● Your objective
Pick out every line of the data below that contains the word "woman", matching case exactly, and copy each one.

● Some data

※ ※ ※

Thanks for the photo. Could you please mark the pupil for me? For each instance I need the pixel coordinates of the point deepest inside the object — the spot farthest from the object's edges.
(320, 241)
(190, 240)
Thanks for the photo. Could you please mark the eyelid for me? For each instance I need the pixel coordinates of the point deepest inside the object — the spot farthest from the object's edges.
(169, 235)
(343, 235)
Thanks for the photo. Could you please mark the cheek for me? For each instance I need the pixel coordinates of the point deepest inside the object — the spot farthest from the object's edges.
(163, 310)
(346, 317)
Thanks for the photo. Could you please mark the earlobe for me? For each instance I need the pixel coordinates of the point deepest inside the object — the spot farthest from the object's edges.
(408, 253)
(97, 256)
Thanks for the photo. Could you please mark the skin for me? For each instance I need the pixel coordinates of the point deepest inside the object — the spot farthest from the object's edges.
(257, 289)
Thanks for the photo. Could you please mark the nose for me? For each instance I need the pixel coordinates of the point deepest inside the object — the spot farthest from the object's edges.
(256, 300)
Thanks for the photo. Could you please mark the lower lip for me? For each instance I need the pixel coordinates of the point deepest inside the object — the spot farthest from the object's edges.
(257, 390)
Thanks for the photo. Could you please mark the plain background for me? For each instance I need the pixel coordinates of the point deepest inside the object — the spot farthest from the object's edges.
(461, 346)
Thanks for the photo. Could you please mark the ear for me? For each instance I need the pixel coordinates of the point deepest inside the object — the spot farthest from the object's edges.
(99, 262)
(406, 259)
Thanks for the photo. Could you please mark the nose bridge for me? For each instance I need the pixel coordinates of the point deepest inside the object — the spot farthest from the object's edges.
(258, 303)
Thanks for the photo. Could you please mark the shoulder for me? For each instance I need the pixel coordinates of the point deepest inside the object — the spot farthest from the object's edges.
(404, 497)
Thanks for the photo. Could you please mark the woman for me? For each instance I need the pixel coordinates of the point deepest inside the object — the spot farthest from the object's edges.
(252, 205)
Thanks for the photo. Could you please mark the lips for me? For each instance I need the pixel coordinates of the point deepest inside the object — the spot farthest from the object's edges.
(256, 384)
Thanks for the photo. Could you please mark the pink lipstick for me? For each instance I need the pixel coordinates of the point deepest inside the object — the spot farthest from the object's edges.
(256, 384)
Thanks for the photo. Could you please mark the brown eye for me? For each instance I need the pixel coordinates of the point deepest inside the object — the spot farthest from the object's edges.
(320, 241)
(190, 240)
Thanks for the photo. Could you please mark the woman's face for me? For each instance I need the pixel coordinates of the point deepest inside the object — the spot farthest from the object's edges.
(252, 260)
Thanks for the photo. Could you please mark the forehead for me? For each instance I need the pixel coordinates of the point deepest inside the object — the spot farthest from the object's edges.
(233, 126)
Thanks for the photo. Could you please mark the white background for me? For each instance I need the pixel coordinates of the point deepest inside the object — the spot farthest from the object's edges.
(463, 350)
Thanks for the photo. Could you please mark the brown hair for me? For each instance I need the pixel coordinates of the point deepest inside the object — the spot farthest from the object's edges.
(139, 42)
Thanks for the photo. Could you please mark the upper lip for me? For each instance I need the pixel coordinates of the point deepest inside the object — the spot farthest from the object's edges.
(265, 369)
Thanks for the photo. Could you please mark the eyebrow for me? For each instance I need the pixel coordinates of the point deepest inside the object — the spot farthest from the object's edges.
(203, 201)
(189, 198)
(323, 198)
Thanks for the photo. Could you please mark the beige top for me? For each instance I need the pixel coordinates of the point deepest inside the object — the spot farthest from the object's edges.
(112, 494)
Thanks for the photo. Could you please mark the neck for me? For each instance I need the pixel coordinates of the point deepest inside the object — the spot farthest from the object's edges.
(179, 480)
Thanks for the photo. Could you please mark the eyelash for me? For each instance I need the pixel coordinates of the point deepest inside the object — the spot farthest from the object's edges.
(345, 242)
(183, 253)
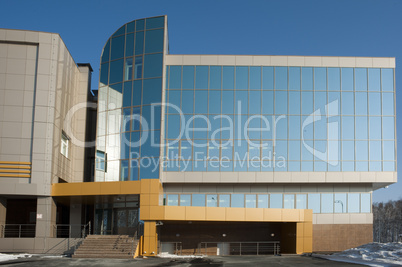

※ ※ ※

● Right answer
Thanks for the photo. Could you please mark the woman for me? For each instance I need the pixel coordinates of the point deepest inside the object — the spot farthest from the object's edges.
Thanks for the photo. Could you please mark the woman's face for me? For each instance I need the pixel coordinates of the point deepest inside the object — the spot farthest from the object's edges.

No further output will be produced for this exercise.